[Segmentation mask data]
"""

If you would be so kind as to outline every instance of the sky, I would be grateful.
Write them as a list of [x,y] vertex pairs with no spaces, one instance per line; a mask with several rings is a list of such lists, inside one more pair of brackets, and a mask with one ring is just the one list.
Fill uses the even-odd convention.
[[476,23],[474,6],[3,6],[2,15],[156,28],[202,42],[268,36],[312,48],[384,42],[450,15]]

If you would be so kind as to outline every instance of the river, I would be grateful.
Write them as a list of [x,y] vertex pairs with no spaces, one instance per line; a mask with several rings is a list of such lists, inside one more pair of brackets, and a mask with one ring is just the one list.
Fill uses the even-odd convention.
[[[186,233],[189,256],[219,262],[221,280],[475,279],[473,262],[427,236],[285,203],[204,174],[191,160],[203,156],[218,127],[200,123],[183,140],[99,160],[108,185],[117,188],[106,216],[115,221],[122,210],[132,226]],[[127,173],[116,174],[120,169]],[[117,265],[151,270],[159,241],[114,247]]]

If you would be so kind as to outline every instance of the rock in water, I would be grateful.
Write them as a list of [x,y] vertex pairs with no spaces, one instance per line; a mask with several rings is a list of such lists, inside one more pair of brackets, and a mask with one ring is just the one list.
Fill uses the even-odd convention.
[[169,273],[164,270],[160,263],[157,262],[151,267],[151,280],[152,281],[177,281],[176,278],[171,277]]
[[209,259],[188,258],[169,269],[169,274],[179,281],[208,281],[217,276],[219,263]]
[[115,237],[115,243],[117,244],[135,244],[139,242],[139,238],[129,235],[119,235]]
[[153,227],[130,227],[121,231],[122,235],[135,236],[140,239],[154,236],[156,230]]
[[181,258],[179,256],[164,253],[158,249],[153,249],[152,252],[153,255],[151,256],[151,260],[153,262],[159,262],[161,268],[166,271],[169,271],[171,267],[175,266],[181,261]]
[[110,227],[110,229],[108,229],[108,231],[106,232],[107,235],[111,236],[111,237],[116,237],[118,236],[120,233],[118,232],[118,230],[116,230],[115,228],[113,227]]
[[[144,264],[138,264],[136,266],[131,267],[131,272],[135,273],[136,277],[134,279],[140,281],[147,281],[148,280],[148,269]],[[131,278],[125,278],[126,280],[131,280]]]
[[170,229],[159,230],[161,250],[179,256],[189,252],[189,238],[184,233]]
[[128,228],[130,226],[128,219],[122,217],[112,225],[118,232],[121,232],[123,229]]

"""

> [Problem details]: Your job is to copy out every line from the records above that has the word "kind".

> [Problem solution]:
If you would be so kind as to outline every instance of the sky, I would be grateful.
If you would be so kind as to outline every instance of the river, I would be grateful.
If you would be so kind as to outline every instance of the rock in water, I would be grateful.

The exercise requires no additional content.